## Work to be completed
Please return the material word for word, starting at the line that contains "Pick out the 'timbers'" and stopping after the line that contains "<point>966,782</point>", with both of those lines included.
** Start of Source material **
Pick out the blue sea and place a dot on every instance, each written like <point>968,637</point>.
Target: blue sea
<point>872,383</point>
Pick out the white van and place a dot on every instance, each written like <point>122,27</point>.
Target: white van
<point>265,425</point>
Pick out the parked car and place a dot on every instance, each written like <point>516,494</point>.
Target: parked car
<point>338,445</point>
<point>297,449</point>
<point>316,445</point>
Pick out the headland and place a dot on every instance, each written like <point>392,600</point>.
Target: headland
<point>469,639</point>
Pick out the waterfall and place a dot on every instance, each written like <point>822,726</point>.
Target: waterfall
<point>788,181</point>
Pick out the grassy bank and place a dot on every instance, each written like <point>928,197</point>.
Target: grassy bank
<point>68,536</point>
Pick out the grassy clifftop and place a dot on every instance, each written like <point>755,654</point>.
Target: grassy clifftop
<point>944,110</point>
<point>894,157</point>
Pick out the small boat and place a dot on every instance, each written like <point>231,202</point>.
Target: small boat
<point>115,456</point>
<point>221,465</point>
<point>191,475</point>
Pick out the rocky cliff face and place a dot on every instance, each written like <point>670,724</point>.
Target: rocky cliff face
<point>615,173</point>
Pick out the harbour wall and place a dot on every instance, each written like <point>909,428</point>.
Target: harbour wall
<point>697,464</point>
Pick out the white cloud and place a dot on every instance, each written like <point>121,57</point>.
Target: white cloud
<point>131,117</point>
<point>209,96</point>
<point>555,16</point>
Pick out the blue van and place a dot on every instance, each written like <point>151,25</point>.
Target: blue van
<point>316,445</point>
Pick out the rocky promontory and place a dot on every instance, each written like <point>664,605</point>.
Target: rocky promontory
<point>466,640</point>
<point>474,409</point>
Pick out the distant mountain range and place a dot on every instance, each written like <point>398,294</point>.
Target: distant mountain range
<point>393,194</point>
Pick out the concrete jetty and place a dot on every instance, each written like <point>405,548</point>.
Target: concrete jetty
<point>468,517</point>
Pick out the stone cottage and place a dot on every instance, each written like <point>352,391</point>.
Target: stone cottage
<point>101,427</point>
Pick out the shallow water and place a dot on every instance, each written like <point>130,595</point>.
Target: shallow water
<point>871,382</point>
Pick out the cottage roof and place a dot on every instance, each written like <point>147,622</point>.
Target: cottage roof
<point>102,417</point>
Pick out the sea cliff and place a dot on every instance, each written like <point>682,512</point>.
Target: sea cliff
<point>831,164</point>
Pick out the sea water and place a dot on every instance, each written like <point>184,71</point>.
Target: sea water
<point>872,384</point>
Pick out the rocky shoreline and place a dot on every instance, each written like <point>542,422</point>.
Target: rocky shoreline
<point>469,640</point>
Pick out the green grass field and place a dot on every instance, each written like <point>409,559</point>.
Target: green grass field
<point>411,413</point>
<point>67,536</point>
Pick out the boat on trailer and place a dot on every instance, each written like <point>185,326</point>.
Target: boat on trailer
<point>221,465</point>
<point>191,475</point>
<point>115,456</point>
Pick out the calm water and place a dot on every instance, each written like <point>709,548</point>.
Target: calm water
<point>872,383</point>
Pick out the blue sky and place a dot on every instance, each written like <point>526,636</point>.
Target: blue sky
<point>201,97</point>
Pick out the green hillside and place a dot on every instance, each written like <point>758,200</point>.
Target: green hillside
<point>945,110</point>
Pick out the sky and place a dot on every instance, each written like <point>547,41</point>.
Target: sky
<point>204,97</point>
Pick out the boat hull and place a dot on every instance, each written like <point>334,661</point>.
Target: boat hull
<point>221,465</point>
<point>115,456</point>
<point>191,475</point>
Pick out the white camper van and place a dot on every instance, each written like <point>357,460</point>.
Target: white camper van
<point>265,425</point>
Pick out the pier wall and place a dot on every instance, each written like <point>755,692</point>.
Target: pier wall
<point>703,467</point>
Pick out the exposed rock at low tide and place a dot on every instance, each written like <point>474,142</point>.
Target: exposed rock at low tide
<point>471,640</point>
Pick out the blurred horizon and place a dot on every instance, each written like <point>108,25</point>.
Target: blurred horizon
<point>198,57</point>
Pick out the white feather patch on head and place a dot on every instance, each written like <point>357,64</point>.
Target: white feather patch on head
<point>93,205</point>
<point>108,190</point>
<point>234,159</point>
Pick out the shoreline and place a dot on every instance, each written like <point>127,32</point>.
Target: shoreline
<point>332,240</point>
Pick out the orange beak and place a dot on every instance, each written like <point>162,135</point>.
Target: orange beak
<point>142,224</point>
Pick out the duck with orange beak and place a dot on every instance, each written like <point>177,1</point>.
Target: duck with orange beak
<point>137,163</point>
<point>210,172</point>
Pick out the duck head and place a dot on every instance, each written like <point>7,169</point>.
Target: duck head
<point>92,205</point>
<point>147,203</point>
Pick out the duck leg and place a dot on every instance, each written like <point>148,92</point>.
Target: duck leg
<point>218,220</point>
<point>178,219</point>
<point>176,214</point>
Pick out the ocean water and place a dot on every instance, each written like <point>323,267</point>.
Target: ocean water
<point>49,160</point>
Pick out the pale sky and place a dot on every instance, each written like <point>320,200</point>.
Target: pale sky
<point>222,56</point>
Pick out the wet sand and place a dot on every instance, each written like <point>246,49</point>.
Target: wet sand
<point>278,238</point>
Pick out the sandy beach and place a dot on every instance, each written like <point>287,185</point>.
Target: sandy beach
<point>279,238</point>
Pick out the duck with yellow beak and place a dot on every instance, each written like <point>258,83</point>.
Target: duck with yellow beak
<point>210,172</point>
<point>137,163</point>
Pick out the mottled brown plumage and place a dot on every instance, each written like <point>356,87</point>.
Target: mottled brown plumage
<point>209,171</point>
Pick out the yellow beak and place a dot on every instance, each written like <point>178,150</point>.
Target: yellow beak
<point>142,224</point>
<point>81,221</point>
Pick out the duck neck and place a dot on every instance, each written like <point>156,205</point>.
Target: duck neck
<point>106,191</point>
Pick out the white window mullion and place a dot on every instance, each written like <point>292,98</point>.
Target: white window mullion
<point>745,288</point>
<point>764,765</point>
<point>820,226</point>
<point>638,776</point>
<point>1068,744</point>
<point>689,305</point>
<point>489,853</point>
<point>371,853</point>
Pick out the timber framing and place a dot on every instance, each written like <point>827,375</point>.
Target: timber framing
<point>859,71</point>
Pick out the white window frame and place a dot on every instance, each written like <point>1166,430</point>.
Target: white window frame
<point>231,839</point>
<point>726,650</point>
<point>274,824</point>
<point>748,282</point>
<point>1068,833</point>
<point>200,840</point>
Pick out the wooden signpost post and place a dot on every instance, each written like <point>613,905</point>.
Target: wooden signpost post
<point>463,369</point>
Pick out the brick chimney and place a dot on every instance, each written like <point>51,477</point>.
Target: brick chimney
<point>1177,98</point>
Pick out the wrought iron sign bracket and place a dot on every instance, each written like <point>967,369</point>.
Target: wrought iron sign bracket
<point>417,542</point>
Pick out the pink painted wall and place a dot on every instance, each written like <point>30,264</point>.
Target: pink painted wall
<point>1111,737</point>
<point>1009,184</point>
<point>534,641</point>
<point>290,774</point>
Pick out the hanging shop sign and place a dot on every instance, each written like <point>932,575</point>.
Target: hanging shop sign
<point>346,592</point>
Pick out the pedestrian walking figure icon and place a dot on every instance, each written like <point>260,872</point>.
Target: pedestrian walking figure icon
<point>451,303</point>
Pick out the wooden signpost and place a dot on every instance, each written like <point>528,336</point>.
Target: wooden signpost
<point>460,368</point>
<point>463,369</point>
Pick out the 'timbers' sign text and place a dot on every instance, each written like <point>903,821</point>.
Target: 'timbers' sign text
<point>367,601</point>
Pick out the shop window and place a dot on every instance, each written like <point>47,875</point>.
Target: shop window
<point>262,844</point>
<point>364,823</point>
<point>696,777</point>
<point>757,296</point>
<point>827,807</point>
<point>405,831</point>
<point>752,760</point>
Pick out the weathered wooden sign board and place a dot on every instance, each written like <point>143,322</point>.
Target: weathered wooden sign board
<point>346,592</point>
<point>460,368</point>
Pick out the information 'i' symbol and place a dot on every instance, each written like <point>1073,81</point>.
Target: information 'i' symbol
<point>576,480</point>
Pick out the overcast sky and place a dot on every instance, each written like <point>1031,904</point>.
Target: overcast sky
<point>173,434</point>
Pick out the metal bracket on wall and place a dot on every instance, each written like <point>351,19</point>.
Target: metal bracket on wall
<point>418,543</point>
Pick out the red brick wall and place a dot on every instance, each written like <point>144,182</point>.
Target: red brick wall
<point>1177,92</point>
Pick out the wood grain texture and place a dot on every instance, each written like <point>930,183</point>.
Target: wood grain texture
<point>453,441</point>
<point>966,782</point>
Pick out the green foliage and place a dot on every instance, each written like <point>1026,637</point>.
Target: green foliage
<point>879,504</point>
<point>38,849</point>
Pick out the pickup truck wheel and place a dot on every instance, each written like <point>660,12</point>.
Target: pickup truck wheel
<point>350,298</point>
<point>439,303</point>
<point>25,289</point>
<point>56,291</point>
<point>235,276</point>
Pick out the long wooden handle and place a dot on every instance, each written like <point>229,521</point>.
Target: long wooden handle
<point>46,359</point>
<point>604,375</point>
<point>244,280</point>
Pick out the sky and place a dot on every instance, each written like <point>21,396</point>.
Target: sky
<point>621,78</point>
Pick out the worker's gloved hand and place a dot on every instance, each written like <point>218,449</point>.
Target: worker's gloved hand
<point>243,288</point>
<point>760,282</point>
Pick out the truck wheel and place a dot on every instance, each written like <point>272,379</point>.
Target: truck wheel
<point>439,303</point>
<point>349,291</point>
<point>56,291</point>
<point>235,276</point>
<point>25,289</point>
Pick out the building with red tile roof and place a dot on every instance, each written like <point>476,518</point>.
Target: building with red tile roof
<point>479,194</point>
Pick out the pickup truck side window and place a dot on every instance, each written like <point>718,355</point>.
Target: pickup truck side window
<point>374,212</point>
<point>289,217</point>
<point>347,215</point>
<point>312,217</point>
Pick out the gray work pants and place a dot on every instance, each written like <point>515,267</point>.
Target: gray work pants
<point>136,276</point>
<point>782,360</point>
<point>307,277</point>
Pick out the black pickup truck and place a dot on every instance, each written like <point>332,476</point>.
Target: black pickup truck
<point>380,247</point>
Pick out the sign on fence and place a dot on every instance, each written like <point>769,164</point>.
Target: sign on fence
** End of Source material **
## Expected answer
Pick out the 'timbers' sign text and place a dot on every instance, each written like <point>903,821</point>.
Target: 'timbers' sign text
<point>367,601</point>
Pick out the shop window and place a dot on every instance, each written like <point>47,875</point>.
Target: shop window
<point>262,844</point>
<point>364,823</point>
<point>696,777</point>
<point>757,296</point>
<point>827,807</point>
<point>405,831</point>
<point>752,760</point>
Pick out the weathered wooden sign board and place a dot on every instance, each written like <point>143,322</point>.
Target: weathered wooden sign board
<point>346,592</point>
<point>460,368</point>
Pick out the information 'i' symbol and place a dot on every instance, each written like <point>1073,81</point>.
Target: information 'i' symbol
<point>576,480</point>
Pick out the overcast sky and place a dot on every instance, each written like <point>1031,904</point>.
Target: overcast sky
<point>173,434</point>
Pick out the metal bracket on wall and place a dot on every instance, each written like <point>351,19</point>.
Target: metal bracket on wall
<point>418,543</point>
Pick out the red brick wall and place a dot on every instance, each written like <point>144,182</point>.
Target: red brick wall
<point>1177,92</point>
Pick out the wood grain texture and place a dot on every instance, each written like <point>930,183</point>.
Target: wood grain texture
<point>453,441</point>
<point>966,782</point>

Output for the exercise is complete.